◆ Work instructions ◆
Answer these questions from the Messiah concert listing:
1. Who conducts the Tacoma Symphony and Chorus performance?
2. In which hall do the Seattle Symphony and Chorale present their Messiah concerts?
3. Which performance does the opening paragraph call "intriguing"?

◆ Source text ◆
====================
Tag Archives: handel

Hallelujah! It’s Time for Handel’s Messiah!

It’s that time of year again…Messiah time, that is. A cherished holiday tradition for many, George Frideric Handel’s Messiah is an important part of the season’s festive concert schedule. This year, we’re blessed with a panoply of opportunities to sing (or play!) the Hallelujah chorus. From beloved sing-along performances to the intriguing “Mandolin Messiah”, there’s a concert for you. So dust off your dog-eared copy of Handel’s score and prepare to Hallelujah your way through the holidays!

George Frideric Handel, the man who started it all

Dec. 14 — Geoffrey Boers conducts the Tacoma Symphony and Chorus in a performance at St. Charles Borromeo Church. Local favorites Maria Mannisto, Melissa Scheil, Gregory Carroll, and Benjamin Harris perform the solo vocal roles.

Dec. 14 – 16 — Seattle Symphony and Chorale present four Messiah concerts at Benaroya Hall. Pacific Musicworks artistic director Stephen Stubbs conducts four performances, which feature guest vocalists Shannon Mercer, Laura Pudwell, Ross Hauck, and Kevin Deas.
====================
◆ Recorded data ◆
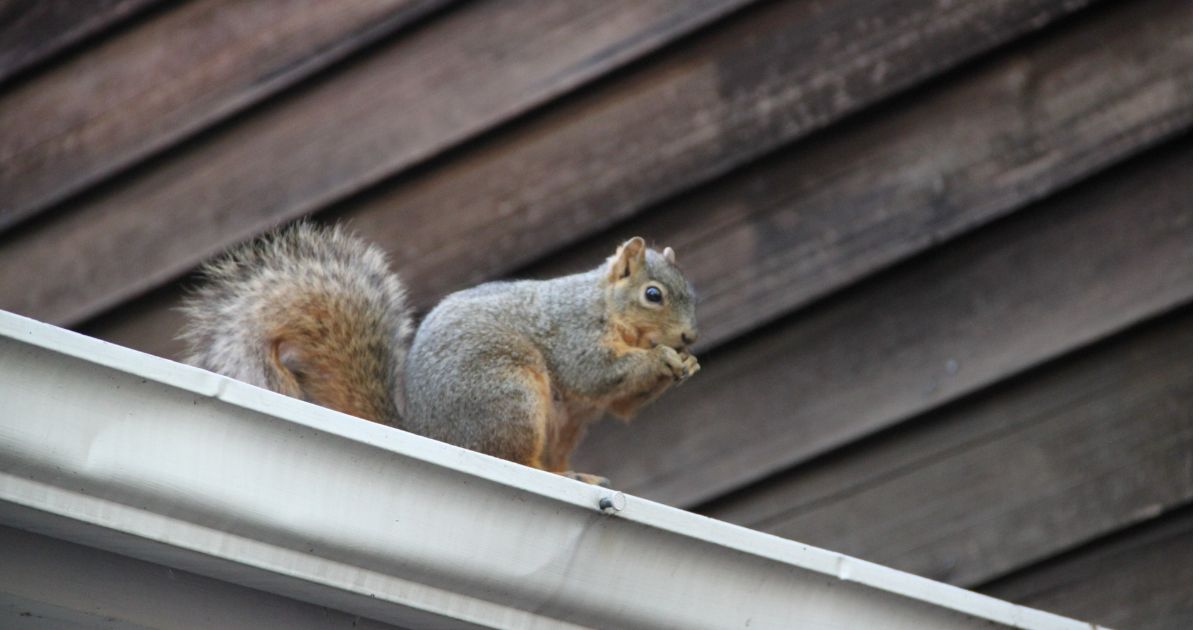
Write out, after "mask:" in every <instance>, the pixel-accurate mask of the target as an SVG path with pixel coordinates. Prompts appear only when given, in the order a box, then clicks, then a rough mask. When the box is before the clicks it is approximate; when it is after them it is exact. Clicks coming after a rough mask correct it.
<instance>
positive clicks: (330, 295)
mask: <svg viewBox="0 0 1200 630" xmlns="http://www.w3.org/2000/svg"><path fill="white" fill-rule="evenodd" d="M202 274H203V277H204V283H203V284H202V286H200V287H199V288H197V289H196V290H194V292H193V293H192V295H191V296H190V298H188V300H187V301H186V302H185V306H184V308H182V310H184V312H185V313H186V316H187V319H188V323H187V325H186V326H185V329H184V331H182V334H181V335H180V338H181V340H184V341H186V342H187V344H188V353H190V354H188V356H187V359H186V360H187V362H190V364H192V365H196V366H199V367H204V368H206V370H211V371H214V372H217V373H221V374H224V376H228V377H232V378H236V379H239V380H244V382H247V383H251V384H254V385H258V386H262V388H266V389H271V390H275V391H278V392H281V394H287V395H288V396H294V397H298V398H301V400H306V401H310V402H313V403H317V404H320V406H323V407H329V408H332V409H337V410H340V412H343V413H348V414H352V415H356V416H359V418H365V419H367V420H374V421H377V422H384V424H389V425H396V424H398V421H400V413H398V409H397V400H398V396H400V392H401V379H402V378H403V377H402V370H403V367H404V348H406V341H407V337H408V335H409V332H410V331H412V317H410V313H409V307H408V305H407V300H406V295H404V288H403V284H401V282H400V278H397V277H396V276H395V275H394V274H392V272H391V271H390V269H389V266H388V258H386V256H385V254H384V252H383V251H382V250H379V248H378V247H376V246H373V245H370V244H367V242H365V241H362V240H360V239H358V238H355V236H353V235H350V234H349V233H347V232H346V230H343V229H341V228H338V227H332V228H324V227H318V226H314V224H312V223H307V222H301V223H298V224H295V226H292V227H289V228H286V229H283V230H280V232H275V233H271V234H269V235H266V236H263V238H262V239H258V240H257V241H254V242H251V244H246V245H242V246H240V247H236V248H234V250H233V251H230V252H229V253H227V254H226V256H223V257H222V258H220V259H217V260H215V262H212V263H209V264H208V265H205V266H204V268H203V270H202Z"/></svg>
====================
◆ Written solution ◆
1. Geoffrey Boers
2. Benaroya Hall
3. The "Mandolin Messiah"